Answer these questions from the Trinity Sunday passage below:
(a) Which church seasons does the passage say have been walked through since the beginning of the church year?
(b) What does Pentecost remind us of?
(c) What do we ponder on Trinity Sunday?
==== Quoted passage ====
Today is, according to the church calendar, Trinity Sunday. Up to this point, since the beginning of the church year, we’ve walked through the seasons of Advent, Epiphany, Lent, and Easter, each of which focuses our attention on Jesus. Then last Sunday we celebrated Pentecost, which reminds us that God sent the Holy Spirit like a mighty wind to fill God’s people with power to take the good news of Jesus to the ends of the earth. This morning we bring the story of God’s presence in the world to a climax as we celebrate Trinity Sunday. 

It’s on Trinity Sunday that we ponder the full nature of God, whom we know as God the Father, God the Son, and God the Holy Spirit. One God in three persons, Blessed Trinity.
==== Provided information ====
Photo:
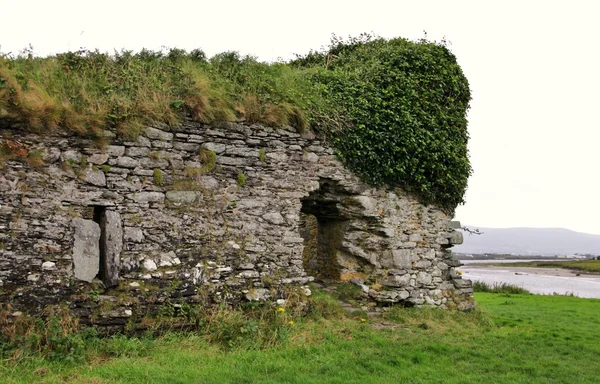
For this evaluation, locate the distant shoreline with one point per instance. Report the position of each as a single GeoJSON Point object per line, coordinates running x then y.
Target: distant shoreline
{"type": "Point", "coordinates": [545, 271]}
{"type": "Point", "coordinates": [574, 266]}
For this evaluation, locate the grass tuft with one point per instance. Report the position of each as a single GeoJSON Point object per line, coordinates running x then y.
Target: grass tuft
{"type": "Point", "coordinates": [480, 286]}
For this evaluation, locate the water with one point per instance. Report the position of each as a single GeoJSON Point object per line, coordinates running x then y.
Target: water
{"type": "Point", "coordinates": [537, 280]}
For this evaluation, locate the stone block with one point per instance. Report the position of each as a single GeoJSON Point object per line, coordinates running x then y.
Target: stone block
{"type": "Point", "coordinates": [86, 249]}
{"type": "Point", "coordinates": [402, 258]}
{"type": "Point", "coordinates": [157, 134]}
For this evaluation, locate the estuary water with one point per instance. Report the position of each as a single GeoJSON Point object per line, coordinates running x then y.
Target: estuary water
{"type": "Point", "coordinates": [546, 281]}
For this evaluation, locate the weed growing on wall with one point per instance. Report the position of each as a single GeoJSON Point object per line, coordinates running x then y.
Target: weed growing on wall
{"type": "Point", "coordinates": [395, 110]}
{"type": "Point", "coordinates": [406, 105]}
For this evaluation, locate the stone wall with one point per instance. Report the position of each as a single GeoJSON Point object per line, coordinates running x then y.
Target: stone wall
{"type": "Point", "coordinates": [205, 214]}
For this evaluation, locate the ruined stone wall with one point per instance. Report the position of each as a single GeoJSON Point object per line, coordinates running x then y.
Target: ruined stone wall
{"type": "Point", "coordinates": [117, 233]}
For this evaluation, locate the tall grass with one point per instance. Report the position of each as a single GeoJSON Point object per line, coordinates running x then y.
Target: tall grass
{"type": "Point", "coordinates": [88, 91]}
{"type": "Point", "coordinates": [480, 286]}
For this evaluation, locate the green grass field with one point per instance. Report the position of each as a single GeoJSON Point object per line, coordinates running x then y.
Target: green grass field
{"type": "Point", "coordinates": [518, 338]}
{"type": "Point", "coordinates": [588, 266]}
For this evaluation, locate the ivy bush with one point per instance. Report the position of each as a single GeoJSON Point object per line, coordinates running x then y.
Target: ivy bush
{"type": "Point", "coordinates": [405, 106]}
{"type": "Point", "coordinates": [394, 110]}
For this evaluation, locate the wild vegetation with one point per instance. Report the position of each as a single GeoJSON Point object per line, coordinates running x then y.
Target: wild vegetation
{"type": "Point", "coordinates": [509, 338]}
{"type": "Point", "coordinates": [587, 266]}
{"type": "Point", "coordinates": [481, 286]}
{"type": "Point", "coordinates": [395, 110]}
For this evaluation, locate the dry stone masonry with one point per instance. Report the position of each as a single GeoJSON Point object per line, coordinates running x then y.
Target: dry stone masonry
{"type": "Point", "coordinates": [208, 214]}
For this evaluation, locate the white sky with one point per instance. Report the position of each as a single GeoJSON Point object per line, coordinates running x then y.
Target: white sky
{"type": "Point", "coordinates": [533, 66]}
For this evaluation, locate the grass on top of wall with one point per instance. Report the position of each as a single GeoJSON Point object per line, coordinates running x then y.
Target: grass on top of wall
{"type": "Point", "coordinates": [394, 110]}
{"type": "Point", "coordinates": [88, 91]}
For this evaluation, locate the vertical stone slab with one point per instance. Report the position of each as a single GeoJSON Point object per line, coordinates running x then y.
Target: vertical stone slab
{"type": "Point", "coordinates": [111, 245]}
{"type": "Point", "coordinates": [86, 250]}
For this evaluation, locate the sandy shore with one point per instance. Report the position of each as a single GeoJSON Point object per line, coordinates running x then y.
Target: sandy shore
{"type": "Point", "coordinates": [530, 270]}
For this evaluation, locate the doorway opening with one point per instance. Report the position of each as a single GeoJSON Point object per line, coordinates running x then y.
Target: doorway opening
{"type": "Point", "coordinates": [323, 228]}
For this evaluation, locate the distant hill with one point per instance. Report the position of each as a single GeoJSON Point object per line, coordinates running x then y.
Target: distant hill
{"type": "Point", "coordinates": [529, 241]}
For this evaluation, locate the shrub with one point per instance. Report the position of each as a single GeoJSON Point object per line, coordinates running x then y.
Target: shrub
{"type": "Point", "coordinates": [395, 110]}
{"type": "Point", "coordinates": [406, 105]}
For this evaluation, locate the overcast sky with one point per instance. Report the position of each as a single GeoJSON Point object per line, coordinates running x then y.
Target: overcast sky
{"type": "Point", "coordinates": [533, 67]}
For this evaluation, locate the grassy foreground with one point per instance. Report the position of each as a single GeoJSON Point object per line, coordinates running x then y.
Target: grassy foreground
{"type": "Point", "coordinates": [588, 266]}
{"type": "Point", "coordinates": [509, 339]}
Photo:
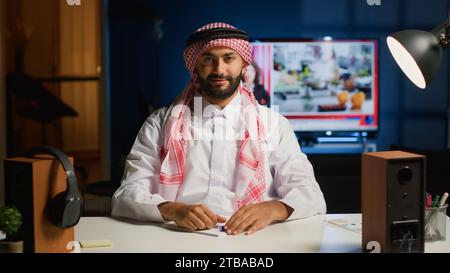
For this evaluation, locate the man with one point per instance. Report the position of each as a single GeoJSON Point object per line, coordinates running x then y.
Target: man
{"type": "Point", "coordinates": [215, 155]}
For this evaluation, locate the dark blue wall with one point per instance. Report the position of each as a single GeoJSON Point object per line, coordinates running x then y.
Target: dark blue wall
====
• **Output below**:
(a) Advent, Epiphany, Lent, and Easter.
(b) That God sent the Holy Spirit like a mighty wind to fill God's people with power to take the good news of Jesus to the ends of the earth.
(c) The full nature of God, whom we know as God the Father, God the Son, and God the Holy Spirit.